28 December 2009

A Brunch Film Review: AVATAR Part III: The Strange Christian Conservative Case Against the Film

Recently my nemesis Janet Parshall and a conservative Christian (in Janet's world there is no other kind) film reviewer guest attacked James Cameron's Avatar in no uncertain terms. Janet hadn't seen the film of course, and it was hard to say if her reviewer guest had seen it either. Their criticism focused on a trifecta of egregious sins Cameron is imagined to have committed. On this point they were unified: James Cameron has made a thoroughly evil film. The sins?

1. Avatar, at least according to synopses they had possibly, kinda, sorta, maybe read was critical of captialism (click for an example).

2. Avatar supported Gaia worship and was an environmentalist tract. It implied that humans have acted unwisely with Earth. Indeed the film, fundamentalists assert, views humans as evil and a lesser species for such behavior. (do click for one of the most hilarious and medieval approaches to film critique you are likely to see in sometime)

3. Avatar functions as a self-hating critique, allegorical, of US history and as wider critique of humanity. (click at your own risk, one of the more muddle headed and ugly reviews follows)

Given request A ::
Answer these questions from the Avatar review, one answer per line, marked as the questions are:
(i) Whom does the writer call a nemesis?
(ii) Who is named as the maker of Avatar?
(iii) Under the second of the listed sins, what kind of tract was Avatar said to be?

Task material ::
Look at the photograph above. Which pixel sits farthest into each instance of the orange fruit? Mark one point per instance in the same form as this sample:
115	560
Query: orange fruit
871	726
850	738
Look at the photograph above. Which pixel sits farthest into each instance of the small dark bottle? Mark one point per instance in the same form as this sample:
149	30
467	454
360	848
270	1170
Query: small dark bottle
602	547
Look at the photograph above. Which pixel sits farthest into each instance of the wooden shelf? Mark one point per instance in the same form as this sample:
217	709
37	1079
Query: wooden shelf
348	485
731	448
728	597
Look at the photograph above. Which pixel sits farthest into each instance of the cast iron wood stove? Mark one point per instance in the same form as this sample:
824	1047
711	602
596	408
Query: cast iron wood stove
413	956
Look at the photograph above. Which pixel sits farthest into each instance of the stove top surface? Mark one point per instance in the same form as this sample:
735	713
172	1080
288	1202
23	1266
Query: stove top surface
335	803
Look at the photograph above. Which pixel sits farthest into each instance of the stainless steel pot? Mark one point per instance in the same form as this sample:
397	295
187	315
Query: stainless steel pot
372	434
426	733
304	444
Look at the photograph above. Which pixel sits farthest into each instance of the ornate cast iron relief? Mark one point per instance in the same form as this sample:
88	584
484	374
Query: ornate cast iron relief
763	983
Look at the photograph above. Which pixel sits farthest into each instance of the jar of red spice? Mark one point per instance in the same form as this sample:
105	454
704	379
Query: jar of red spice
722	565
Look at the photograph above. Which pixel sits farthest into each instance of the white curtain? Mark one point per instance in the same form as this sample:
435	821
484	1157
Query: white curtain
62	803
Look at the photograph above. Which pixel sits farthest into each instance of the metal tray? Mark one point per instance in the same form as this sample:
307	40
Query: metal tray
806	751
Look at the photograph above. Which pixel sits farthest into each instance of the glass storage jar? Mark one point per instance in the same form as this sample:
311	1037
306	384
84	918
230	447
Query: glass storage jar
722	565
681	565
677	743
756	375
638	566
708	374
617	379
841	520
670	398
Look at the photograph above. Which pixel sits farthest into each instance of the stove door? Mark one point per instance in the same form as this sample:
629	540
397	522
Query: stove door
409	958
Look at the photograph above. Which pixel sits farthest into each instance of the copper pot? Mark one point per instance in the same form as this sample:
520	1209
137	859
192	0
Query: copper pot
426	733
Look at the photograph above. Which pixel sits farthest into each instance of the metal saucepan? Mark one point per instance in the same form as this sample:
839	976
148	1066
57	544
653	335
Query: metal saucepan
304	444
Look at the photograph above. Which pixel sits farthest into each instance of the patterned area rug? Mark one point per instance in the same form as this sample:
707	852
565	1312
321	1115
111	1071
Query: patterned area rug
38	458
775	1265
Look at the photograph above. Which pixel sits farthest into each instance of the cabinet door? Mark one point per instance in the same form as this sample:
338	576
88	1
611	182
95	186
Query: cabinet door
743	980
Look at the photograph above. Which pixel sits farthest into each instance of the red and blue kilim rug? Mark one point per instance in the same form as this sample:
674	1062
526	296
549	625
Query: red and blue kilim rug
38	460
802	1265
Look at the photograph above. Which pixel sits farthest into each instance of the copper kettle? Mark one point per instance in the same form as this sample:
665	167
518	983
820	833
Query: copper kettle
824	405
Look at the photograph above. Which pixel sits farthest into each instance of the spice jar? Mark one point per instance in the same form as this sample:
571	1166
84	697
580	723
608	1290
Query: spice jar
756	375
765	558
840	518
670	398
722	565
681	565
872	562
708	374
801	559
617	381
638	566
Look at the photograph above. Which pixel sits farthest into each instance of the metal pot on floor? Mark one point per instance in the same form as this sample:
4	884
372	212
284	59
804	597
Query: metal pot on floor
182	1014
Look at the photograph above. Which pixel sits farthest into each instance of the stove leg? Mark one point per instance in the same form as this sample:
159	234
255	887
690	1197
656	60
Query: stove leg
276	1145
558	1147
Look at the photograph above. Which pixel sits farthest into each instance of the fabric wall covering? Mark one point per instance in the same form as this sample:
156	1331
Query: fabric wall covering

Given request B ::
How many lines of the listing contain the string "kilim"? Treat case as significant, and give only the number.

Full output A ::
(i) Janet Parshall
(ii) James Cameron
(iii) An environmentalist tract

Full output B ::
2